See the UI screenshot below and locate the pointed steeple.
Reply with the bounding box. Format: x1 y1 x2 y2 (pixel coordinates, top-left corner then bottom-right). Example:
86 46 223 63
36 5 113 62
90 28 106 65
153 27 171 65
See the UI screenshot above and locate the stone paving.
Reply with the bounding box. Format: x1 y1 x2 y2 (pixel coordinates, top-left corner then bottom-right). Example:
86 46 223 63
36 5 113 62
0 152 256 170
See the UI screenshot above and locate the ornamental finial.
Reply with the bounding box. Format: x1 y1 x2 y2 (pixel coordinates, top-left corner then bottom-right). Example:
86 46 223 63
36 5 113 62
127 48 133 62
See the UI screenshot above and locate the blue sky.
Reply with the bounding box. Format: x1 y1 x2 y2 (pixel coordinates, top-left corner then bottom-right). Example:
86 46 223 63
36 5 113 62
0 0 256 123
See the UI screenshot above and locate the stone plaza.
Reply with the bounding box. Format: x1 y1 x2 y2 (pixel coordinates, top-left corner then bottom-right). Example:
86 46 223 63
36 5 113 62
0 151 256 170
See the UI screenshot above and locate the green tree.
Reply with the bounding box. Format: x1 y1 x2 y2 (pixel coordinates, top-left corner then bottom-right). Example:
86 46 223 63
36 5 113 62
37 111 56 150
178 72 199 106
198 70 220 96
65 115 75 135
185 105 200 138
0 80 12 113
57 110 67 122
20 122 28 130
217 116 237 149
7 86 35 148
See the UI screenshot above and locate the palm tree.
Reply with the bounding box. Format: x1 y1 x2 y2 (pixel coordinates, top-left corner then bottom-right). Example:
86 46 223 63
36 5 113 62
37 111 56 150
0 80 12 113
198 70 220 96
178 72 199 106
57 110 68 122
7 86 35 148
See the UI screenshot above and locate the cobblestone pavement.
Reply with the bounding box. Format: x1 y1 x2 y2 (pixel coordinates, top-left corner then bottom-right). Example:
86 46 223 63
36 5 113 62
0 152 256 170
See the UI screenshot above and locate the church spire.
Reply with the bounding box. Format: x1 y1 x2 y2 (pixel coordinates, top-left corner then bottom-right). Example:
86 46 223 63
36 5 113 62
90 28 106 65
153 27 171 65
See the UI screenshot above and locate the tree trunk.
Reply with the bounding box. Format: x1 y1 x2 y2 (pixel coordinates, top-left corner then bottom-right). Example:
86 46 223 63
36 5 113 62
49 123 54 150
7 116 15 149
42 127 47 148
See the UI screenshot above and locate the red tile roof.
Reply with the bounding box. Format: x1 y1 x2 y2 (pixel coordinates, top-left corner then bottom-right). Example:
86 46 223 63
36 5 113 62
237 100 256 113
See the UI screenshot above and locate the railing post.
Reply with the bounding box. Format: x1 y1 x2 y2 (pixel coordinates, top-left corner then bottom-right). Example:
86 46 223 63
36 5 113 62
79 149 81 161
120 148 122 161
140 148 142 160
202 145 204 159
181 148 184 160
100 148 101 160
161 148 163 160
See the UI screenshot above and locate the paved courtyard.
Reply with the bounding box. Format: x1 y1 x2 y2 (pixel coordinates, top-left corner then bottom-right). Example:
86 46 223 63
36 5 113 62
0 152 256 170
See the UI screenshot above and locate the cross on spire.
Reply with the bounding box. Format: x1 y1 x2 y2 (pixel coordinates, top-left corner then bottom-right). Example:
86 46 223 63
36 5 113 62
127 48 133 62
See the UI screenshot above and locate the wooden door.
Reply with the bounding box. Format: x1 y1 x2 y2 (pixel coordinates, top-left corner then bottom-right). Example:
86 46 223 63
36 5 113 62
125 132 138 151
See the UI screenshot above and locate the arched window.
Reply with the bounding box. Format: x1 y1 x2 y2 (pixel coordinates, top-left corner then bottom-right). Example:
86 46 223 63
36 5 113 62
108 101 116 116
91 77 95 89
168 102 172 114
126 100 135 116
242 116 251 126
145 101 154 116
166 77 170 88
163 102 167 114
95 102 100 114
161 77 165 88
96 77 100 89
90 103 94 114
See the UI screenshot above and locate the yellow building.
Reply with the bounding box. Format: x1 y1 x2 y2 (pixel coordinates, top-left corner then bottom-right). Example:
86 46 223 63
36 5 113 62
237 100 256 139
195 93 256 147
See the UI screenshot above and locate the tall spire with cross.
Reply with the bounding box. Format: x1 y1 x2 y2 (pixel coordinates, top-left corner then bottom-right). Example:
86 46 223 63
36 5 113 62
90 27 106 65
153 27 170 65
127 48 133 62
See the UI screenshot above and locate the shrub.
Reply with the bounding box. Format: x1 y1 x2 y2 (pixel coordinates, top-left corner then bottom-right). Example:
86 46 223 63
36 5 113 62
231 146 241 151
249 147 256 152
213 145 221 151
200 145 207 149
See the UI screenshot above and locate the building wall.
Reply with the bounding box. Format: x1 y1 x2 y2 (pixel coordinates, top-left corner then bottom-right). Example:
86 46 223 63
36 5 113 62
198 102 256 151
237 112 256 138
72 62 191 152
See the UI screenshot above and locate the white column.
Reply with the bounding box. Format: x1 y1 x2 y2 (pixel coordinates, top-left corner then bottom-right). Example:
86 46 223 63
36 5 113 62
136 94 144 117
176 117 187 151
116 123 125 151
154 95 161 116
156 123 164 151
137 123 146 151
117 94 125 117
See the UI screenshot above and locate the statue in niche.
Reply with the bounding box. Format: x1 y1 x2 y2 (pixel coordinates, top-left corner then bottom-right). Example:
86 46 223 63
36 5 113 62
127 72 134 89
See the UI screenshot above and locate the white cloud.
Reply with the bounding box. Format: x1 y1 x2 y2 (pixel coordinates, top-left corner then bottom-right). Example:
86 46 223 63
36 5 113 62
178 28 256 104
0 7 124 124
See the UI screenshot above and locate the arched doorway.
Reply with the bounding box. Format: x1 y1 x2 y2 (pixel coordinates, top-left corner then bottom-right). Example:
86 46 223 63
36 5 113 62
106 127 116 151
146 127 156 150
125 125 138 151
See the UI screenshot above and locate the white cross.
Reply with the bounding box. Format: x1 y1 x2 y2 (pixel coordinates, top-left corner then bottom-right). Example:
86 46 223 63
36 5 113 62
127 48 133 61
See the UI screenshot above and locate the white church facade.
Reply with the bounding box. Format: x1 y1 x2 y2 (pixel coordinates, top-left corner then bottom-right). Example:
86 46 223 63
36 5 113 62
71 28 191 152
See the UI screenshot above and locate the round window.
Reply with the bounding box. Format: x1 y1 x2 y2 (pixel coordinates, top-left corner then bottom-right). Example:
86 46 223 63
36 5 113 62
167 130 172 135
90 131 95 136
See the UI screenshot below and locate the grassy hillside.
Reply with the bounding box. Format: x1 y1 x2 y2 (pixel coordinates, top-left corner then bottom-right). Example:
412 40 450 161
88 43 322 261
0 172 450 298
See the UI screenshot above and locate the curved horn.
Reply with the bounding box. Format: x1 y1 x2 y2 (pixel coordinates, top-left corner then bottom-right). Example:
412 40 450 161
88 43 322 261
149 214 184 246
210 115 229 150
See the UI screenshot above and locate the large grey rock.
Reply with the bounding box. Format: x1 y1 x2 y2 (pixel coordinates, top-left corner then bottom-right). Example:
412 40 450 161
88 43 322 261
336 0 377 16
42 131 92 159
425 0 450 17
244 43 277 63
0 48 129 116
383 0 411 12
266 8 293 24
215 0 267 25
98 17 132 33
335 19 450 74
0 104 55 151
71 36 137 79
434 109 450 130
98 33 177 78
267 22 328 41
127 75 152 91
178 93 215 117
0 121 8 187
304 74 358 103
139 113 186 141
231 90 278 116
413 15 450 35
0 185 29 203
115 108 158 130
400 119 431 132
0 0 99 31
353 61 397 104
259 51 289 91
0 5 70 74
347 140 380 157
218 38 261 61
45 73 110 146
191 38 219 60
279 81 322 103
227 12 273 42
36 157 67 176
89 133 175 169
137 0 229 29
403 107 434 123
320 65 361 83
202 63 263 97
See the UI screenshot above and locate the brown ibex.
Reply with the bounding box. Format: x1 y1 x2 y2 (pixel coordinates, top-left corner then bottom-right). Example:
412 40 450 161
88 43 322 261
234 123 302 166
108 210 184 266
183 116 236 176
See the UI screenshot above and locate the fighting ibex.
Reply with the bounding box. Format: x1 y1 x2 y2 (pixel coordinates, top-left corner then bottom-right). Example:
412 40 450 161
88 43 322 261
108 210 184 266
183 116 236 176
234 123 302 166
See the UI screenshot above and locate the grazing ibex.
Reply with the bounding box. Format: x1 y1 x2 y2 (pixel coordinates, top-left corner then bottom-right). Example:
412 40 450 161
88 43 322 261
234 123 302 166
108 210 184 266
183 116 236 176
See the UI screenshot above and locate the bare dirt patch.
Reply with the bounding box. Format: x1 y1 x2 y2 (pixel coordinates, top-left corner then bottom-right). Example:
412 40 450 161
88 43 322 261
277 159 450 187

==*==

Could you retype the part of the items above that begins with the line containing "See the UI screenshot above and locate the red" and ends with the line containing "237 100 256 113", keeping every character unchanged and including both of those lines?

● Finished task:
See the UI screenshot above and locate the red tile roof.
Reply with the bounding box. Format: x1 y1 x2 y2 (pixel coordinates, top-left corner then bottom-right). Example:
86 46 223 63
36 5 113 62
237 100 256 113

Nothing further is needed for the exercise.